(Named object pointing entries)
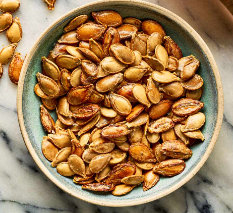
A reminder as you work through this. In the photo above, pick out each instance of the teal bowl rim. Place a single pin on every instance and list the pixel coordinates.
(209, 149)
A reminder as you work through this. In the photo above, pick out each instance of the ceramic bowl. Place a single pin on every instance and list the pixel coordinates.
(190, 43)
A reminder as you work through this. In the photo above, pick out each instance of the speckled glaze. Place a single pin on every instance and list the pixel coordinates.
(190, 43)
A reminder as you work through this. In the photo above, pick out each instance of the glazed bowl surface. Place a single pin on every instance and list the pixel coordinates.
(189, 41)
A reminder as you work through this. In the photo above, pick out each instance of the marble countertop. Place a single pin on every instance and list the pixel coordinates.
(23, 188)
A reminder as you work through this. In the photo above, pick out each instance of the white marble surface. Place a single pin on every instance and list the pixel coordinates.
(23, 188)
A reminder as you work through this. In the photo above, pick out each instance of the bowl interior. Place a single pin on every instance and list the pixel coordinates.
(188, 44)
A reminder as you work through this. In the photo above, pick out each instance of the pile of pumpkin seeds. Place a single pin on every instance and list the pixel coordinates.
(127, 103)
(14, 34)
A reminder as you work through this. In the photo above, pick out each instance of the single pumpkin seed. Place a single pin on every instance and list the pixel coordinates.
(115, 131)
(151, 26)
(111, 65)
(169, 168)
(6, 53)
(67, 61)
(76, 22)
(69, 38)
(15, 67)
(120, 104)
(139, 93)
(99, 162)
(150, 180)
(77, 165)
(186, 106)
(46, 120)
(64, 169)
(48, 149)
(194, 122)
(195, 134)
(134, 74)
(109, 82)
(61, 156)
(90, 30)
(161, 125)
(5, 21)
(142, 153)
(126, 31)
(122, 189)
(153, 40)
(164, 77)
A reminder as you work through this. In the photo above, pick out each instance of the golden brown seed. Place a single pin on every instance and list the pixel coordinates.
(151, 26)
(188, 66)
(173, 90)
(186, 106)
(172, 48)
(153, 40)
(134, 74)
(154, 63)
(67, 61)
(138, 44)
(126, 31)
(133, 21)
(196, 82)
(117, 156)
(172, 63)
(168, 135)
(77, 165)
(46, 120)
(122, 53)
(14, 32)
(9, 5)
(50, 4)
(61, 156)
(195, 134)
(161, 125)
(98, 187)
(89, 125)
(176, 149)
(76, 22)
(64, 169)
(99, 162)
(109, 82)
(107, 17)
(170, 167)
(140, 120)
(89, 54)
(120, 104)
(96, 48)
(111, 65)
(122, 189)
(142, 153)
(164, 77)
(150, 180)
(50, 104)
(15, 68)
(69, 38)
(5, 21)
(90, 30)
(6, 53)
(50, 69)
(79, 95)
(115, 131)
(194, 122)
(48, 149)
(133, 180)
(120, 171)
(48, 85)
(152, 91)
(139, 93)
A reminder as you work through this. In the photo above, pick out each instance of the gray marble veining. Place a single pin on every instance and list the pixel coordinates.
(23, 188)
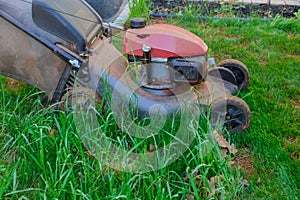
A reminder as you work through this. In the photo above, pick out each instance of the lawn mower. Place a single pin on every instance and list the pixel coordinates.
(51, 44)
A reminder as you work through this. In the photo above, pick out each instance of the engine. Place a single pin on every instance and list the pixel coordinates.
(167, 54)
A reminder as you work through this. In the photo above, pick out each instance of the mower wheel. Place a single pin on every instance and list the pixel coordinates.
(239, 70)
(232, 111)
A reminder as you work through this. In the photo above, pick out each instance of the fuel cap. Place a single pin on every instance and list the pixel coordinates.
(137, 23)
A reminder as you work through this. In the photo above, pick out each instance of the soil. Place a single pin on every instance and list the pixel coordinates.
(222, 9)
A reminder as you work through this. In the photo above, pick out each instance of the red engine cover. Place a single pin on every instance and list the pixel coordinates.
(165, 41)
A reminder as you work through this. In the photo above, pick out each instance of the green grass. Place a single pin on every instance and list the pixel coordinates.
(42, 155)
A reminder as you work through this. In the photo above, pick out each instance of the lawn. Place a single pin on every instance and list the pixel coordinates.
(42, 155)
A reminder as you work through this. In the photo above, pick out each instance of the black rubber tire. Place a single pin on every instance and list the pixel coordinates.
(240, 71)
(233, 112)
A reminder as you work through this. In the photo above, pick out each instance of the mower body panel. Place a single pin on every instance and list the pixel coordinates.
(24, 58)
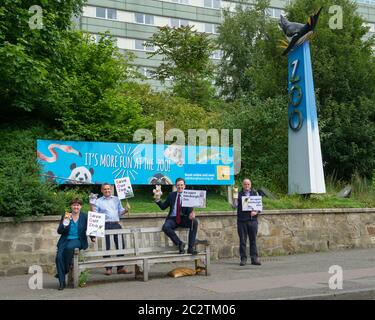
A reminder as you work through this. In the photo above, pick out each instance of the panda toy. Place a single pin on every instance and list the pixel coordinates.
(80, 175)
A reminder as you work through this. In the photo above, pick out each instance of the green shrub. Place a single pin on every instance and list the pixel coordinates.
(264, 145)
(22, 192)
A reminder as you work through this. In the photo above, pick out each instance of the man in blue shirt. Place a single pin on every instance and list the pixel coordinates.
(112, 208)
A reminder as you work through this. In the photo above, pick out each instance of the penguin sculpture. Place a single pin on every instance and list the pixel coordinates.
(296, 33)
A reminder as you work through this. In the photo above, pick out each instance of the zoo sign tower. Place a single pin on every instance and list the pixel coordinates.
(305, 167)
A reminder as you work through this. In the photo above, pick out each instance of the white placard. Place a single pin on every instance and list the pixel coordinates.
(194, 198)
(95, 224)
(252, 203)
(124, 188)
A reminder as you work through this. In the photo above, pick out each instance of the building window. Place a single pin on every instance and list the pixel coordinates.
(181, 1)
(144, 18)
(101, 12)
(106, 13)
(177, 23)
(274, 12)
(371, 26)
(215, 4)
(217, 55)
(211, 28)
(140, 45)
(147, 72)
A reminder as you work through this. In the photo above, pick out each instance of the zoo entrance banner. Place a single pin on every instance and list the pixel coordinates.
(81, 162)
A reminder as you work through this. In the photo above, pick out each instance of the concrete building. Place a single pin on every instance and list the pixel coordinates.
(132, 22)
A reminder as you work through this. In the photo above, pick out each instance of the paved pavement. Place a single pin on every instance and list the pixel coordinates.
(303, 276)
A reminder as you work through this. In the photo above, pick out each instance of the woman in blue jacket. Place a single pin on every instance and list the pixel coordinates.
(72, 228)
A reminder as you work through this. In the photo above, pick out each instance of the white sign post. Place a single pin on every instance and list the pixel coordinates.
(124, 188)
(252, 203)
(95, 224)
(194, 198)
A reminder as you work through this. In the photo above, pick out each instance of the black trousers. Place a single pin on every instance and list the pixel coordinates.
(64, 258)
(248, 229)
(112, 226)
(170, 225)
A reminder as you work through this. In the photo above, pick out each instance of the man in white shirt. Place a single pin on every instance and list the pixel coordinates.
(112, 208)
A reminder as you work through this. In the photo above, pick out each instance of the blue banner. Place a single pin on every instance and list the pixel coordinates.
(81, 162)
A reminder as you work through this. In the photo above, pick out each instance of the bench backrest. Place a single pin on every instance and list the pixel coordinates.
(137, 241)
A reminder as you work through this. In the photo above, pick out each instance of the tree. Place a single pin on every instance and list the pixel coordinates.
(26, 51)
(264, 139)
(186, 60)
(62, 76)
(252, 63)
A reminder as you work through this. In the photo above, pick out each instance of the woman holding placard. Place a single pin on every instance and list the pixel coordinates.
(72, 228)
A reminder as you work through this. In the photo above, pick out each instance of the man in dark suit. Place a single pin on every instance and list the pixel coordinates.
(178, 216)
(247, 224)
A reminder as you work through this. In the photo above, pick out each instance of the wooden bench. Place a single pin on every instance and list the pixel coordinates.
(143, 248)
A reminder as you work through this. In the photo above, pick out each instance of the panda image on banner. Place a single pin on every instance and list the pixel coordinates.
(80, 175)
(159, 178)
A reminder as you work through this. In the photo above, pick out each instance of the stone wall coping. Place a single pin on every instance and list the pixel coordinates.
(153, 215)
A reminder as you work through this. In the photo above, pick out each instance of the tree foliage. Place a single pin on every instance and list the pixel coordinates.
(185, 55)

Task statement: Copy the listing from the line containing "the panda image" through its final line, swapping "stone wall coping" for "granite wall coping" and changing nothing else.

Result:
A reminder as you work through this. In the photo above, pick out each instance of the panda image on banner. Place a single pin on every instance and list the pixel coordinates.
(80, 175)
(159, 178)
A reminder as you work through this. In the photo above, pick out each instance of the granite wall coping. Place a single pin on every instance and list the pixel coordinates.
(153, 215)
A reminder as you work through this. In the photo above, pick out each instance of the tree foliage. Place a single pin on every instance and list the pixel coordinates.
(185, 55)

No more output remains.